Todas ellas son películas pobres, incluso muy pobres. Por ejemplo, Solas ha costado algo más de 600.000 euros, aproximadamente lo que cuestan dos días de rodaje en celuloide de papel cuché de cualquier hollymemez de Bruce Willis y compañía. Pero esta pequeñez española dio un baño de verdad fotográfica a algunas opulentas intrusas del escaparate berlinés, que el público de esta ciudad ignoró, cuando no abucheó. Porque lo que está haciendo esa reluciente fotografía encarecedora es desterrar del cine la vieja mirada amiga, veraz, borrosa unas veces, imprecisa otras, pero humana siempre, por una mirada infalible de robot de laboratorio, nacida muerta.
**********
> Tarea A
Edita el texto sobre el cine desde "Todas ellas son" hasta "laboratorio, nacida muerta.", ambos incluidos, y sustituye "robot de laboratorio" por "máquina de laboratorio".
> Tarea B
Según el texto sobre el cine, ¿cuánto ha costado Solas?
**********
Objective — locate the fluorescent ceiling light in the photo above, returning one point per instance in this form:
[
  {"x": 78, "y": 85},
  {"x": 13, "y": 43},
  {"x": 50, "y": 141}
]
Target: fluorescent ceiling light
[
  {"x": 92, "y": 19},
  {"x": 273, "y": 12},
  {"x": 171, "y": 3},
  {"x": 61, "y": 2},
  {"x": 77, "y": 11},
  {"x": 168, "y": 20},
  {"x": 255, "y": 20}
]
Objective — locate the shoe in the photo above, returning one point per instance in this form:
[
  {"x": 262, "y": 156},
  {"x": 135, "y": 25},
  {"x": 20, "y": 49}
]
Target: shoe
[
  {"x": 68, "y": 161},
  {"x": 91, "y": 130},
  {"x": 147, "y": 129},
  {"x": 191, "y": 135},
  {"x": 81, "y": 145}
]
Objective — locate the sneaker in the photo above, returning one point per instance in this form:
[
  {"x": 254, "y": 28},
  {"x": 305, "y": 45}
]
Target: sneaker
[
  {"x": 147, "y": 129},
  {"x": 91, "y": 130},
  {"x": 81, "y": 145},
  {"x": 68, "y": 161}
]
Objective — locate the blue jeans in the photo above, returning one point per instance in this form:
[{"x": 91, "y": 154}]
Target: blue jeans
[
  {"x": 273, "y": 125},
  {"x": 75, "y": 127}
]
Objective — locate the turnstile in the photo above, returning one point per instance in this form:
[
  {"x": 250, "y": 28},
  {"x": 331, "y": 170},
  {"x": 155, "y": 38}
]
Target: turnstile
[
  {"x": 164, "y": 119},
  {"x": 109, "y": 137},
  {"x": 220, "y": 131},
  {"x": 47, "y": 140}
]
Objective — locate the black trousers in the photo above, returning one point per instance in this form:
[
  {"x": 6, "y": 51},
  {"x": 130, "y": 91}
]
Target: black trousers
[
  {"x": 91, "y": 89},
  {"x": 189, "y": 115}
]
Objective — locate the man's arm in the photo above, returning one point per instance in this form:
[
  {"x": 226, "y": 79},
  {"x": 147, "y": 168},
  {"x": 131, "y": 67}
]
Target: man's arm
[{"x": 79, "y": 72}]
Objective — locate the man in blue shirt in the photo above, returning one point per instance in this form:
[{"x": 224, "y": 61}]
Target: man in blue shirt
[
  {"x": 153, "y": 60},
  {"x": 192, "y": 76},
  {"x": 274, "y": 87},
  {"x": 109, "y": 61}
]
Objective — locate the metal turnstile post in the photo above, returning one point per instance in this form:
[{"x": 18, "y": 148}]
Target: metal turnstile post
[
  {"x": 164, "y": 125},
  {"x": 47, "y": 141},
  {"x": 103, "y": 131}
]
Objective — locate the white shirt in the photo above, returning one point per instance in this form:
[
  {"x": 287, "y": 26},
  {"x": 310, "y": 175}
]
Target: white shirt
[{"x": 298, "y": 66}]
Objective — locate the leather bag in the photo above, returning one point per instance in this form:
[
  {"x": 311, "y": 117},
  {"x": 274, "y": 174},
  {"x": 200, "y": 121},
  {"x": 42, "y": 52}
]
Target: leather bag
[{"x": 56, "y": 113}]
**********
> Respuesta A
Todas ellas son películas pobres, incluso muy pobres. Por ejemplo, Solas ha costado algo más de 600.000 euros, aproximadamente lo que cuestan dos días de rodaje en celuloide de papel cuché de cualquier hollymemez de Bruce Willis y compañía. Pero esta pequeñez española dio un baño de verdad fotográfica a algunas opulentas intrusas del escaparate berlinés, que el público de esta ciudad ignoró, cuando no abucheó. Porque lo que está haciendo esa reluciente fotografía encarecedora es desterrar del cine la vieja mirada amiga, veraz, borrosa unas veces, imprecisa otras, pero humana siempre, por una mirada infalible de máquina de laboratorio, nacida muerta.

> Respuesta B
Algo más de 600.000 euros.